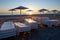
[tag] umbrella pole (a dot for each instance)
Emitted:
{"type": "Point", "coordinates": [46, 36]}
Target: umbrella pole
{"type": "Point", "coordinates": [12, 12]}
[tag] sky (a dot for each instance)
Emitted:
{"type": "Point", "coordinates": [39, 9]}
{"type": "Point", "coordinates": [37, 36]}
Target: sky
{"type": "Point", "coordinates": [5, 5]}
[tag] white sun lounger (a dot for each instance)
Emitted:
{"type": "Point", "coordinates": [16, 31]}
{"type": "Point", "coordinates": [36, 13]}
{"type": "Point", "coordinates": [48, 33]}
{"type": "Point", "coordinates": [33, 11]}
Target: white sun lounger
{"type": "Point", "coordinates": [7, 30]}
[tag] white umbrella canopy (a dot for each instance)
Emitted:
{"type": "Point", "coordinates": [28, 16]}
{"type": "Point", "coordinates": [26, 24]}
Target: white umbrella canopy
{"type": "Point", "coordinates": [21, 8]}
{"type": "Point", "coordinates": [12, 10]}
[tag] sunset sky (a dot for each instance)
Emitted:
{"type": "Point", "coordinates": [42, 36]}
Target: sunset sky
{"type": "Point", "coordinates": [5, 5]}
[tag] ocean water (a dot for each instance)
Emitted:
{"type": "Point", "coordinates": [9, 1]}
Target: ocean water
{"type": "Point", "coordinates": [12, 13]}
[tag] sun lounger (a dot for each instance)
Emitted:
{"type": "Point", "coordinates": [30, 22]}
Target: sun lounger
{"type": "Point", "coordinates": [7, 30]}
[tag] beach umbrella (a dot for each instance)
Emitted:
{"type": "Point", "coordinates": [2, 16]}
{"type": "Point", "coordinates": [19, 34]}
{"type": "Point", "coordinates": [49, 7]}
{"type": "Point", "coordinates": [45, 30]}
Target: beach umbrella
{"type": "Point", "coordinates": [55, 11]}
{"type": "Point", "coordinates": [21, 8]}
{"type": "Point", "coordinates": [30, 10]}
{"type": "Point", "coordinates": [42, 10]}
{"type": "Point", "coordinates": [12, 10]}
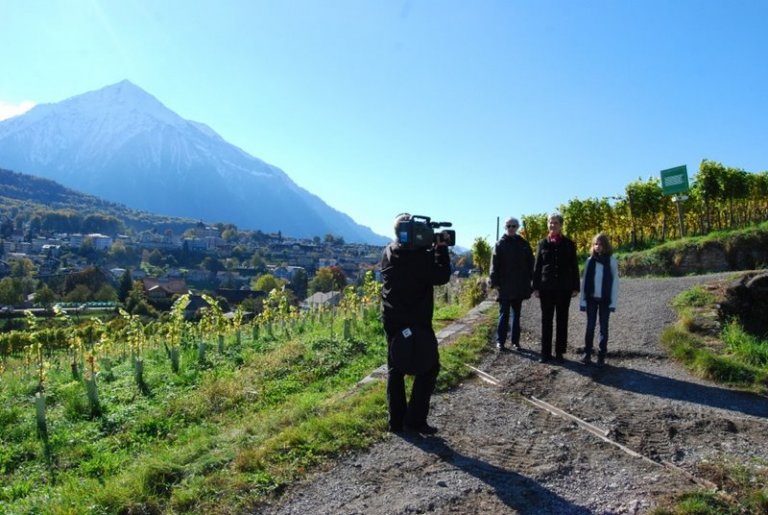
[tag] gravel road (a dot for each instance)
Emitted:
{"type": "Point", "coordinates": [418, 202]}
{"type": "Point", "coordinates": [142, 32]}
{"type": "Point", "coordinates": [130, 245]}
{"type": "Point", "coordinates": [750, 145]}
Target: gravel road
{"type": "Point", "coordinates": [643, 427]}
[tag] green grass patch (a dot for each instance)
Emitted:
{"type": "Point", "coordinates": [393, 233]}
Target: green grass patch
{"type": "Point", "coordinates": [219, 436]}
{"type": "Point", "coordinates": [740, 360]}
{"type": "Point", "coordinates": [741, 488]}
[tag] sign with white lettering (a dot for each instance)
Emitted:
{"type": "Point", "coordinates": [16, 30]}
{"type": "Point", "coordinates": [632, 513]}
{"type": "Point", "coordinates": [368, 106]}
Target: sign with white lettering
{"type": "Point", "coordinates": [674, 180]}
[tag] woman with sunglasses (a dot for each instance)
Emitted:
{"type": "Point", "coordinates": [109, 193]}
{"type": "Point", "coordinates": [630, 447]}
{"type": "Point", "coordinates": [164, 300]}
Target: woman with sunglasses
{"type": "Point", "coordinates": [511, 270]}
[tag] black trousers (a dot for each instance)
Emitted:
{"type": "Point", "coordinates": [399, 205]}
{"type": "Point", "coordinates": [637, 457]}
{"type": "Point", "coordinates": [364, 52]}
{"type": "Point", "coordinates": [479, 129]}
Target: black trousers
{"type": "Point", "coordinates": [415, 411]}
{"type": "Point", "coordinates": [554, 304]}
{"type": "Point", "coordinates": [502, 328]}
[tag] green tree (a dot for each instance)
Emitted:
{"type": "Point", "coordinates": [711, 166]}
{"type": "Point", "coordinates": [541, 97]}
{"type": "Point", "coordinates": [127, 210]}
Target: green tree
{"type": "Point", "coordinates": [323, 281]}
{"type": "Point", "coordinates": [534, 227]}
{"type": "Point", "coordinates": [126, 283]}
{"type": "Point", "coordinates": [23, 267]}
{"type": "Point", "coordinates": [45, 296]}
{"type": "Point", "coordinates": [10, 291]}
{"type": "Point", "coordinates": [339, 278]}
{"type": "Point", "coordinates": [212, 265]}
{"type": "Point", "coordinates": [481, 255]}
{"type": "Point", "coordinates": [156, 258]}
{"type": "Point", "coordinates": [265, 283]}
{"type": "Point", "coordinates": [105, 294]}
{"type": "Point", "coordinates": [79, 293]}
{"type": "Point", "coordinates": [300, 283]}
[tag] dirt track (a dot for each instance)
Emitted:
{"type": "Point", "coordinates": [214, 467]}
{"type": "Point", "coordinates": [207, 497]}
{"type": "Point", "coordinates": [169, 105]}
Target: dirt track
{"type": "Point", "coordinates": [499, 452]}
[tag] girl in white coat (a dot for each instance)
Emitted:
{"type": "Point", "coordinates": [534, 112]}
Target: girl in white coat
{"type": "Point", "coordinates": [599, 294]}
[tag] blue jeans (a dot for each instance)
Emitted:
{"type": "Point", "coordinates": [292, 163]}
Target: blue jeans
{"type": "Point", "coordinates": [597, 307]}
{"type": "Point", "coordinates": [505, 306]}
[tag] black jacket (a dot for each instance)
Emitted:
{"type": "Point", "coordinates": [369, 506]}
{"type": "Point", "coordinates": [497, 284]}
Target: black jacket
{"type": "Point", "coordinates": [409, 277]}
{"type": "Point", "coordinates": [512, 267]}
{"type": "Point", "coordinates": [556, 266]}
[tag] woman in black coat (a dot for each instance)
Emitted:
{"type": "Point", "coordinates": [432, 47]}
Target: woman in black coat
{"type": "Point", "coordinates": [555, 282]}
{"type": "Point", "coordinates": [511, 270]}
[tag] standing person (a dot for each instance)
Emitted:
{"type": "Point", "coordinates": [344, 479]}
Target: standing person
{"type": "Point", "coordinates": [409, 275]}
{"type": "Point", "coordinates": [511, 272]}
{"type": "Point", "coordinates": [555, 282]}
{"type": "Point", "coordinates": [599, 294]}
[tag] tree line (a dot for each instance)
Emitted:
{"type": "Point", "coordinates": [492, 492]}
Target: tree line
{"type": "Point", "coordinates": [721, 197]}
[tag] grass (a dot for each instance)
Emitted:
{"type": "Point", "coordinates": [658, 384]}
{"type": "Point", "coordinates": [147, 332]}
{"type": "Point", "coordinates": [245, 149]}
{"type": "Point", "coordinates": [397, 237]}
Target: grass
{"type": "Point", "coordinates": [737, 359]}
{"type": "Point", "coordinates": [218, 437]}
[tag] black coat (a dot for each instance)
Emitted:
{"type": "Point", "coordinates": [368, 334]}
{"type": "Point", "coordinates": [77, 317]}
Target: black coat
{"type": "Point", "coordinates": [409, 277]}
{"type": "Point", "coordinates": [556, 266]}
{"type": "Point", "coordinates": [512, 267]}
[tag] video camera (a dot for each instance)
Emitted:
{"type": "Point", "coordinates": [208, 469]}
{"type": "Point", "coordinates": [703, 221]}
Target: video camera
{"type": "Point", "coordinates": [417, 233]}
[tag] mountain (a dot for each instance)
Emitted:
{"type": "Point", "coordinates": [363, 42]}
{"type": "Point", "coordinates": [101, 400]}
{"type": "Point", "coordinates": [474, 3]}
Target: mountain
{"type": "Point", "coordinates": [123, 145]}
{"type": "Point", "coordinates": [26, 193]}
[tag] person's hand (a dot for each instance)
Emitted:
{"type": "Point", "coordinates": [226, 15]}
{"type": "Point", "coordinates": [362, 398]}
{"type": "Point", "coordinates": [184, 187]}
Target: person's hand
{"type": "Point", "coordinates": [444, 240]}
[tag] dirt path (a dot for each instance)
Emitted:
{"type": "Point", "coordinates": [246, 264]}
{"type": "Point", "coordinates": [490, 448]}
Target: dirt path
{"type": "Point", "coordinates": [498, 452]}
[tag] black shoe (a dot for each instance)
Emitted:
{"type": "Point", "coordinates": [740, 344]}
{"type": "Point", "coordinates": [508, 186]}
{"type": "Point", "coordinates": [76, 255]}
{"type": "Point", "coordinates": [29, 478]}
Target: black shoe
{"type": "Point", "coordinates": [424, 429]}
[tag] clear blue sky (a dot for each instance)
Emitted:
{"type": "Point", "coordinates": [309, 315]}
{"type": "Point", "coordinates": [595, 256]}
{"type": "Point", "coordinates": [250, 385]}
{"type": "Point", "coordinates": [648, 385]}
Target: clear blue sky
{"type": "Point", "coordinates": [461, 110]}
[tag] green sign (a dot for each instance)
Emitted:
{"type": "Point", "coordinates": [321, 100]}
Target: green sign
{"type": "Point", "coordinates": [674, 180]}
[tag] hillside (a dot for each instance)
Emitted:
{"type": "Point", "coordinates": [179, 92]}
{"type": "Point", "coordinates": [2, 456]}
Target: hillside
{"type": "Point", "coordinates": [26, 194]}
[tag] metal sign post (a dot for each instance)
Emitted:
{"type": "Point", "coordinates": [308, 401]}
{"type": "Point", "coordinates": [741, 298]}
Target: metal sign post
{"type": "Point", "coordinates": [674, 181]}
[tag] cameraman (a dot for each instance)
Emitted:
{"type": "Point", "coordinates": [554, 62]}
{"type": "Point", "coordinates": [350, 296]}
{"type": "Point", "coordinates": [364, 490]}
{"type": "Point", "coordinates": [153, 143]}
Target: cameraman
{"type": "Point", "coordinates": [409, 275]}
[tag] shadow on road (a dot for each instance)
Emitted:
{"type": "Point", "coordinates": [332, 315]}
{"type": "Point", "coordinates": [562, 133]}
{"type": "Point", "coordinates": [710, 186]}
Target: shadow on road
{"type": "Point", "coordinates": [668, 388]}
{"type": "Point", "coordinates": [520, 493]}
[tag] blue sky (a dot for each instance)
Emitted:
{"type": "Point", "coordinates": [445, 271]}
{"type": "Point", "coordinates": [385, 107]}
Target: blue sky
{"type": "Point", "coordinates": [461, 110]}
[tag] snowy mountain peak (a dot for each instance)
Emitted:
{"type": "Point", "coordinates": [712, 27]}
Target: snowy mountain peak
{"type": "Point", "coordinates": [122, 144]}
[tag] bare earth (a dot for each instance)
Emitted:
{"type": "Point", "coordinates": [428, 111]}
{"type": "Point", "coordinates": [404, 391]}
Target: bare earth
{"type": "Point", "coordinates": [497, 452]}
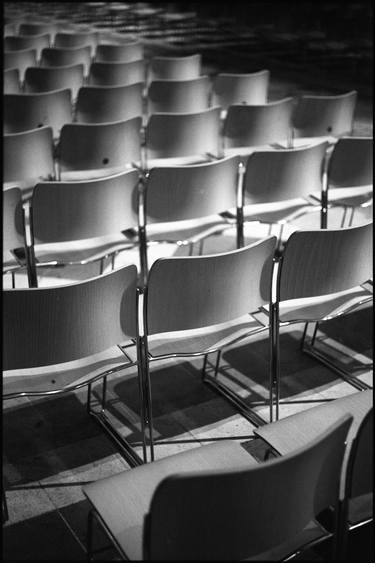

▶ _EXERCISE OBJECTIVE_
Edit everything from the line containing "[tag] snowy mountain" down to the end of the rows, changing "bare earth" to "exposed soil" and leaving all else unchanged. Leave the pictures out of the answer.

▶ _TASK RESPONSE_
[tag] snowy mountain peak (a dot for each instance)
Emitted:
{"type": "Point", "coordinates": [712, 27]}
Target: snowy mountain peak
{"type": "Point", "coordinates": [122, 144]}
[tag] exposed soil (a dot for each instance)
Emitted:
{"type": "Point", "coordinates": [428, 111]}
{"type": "Point", "coordinates": [404, 391]}
Target: exposed soil
{"type": "Point", "coordinates": [497, 452]}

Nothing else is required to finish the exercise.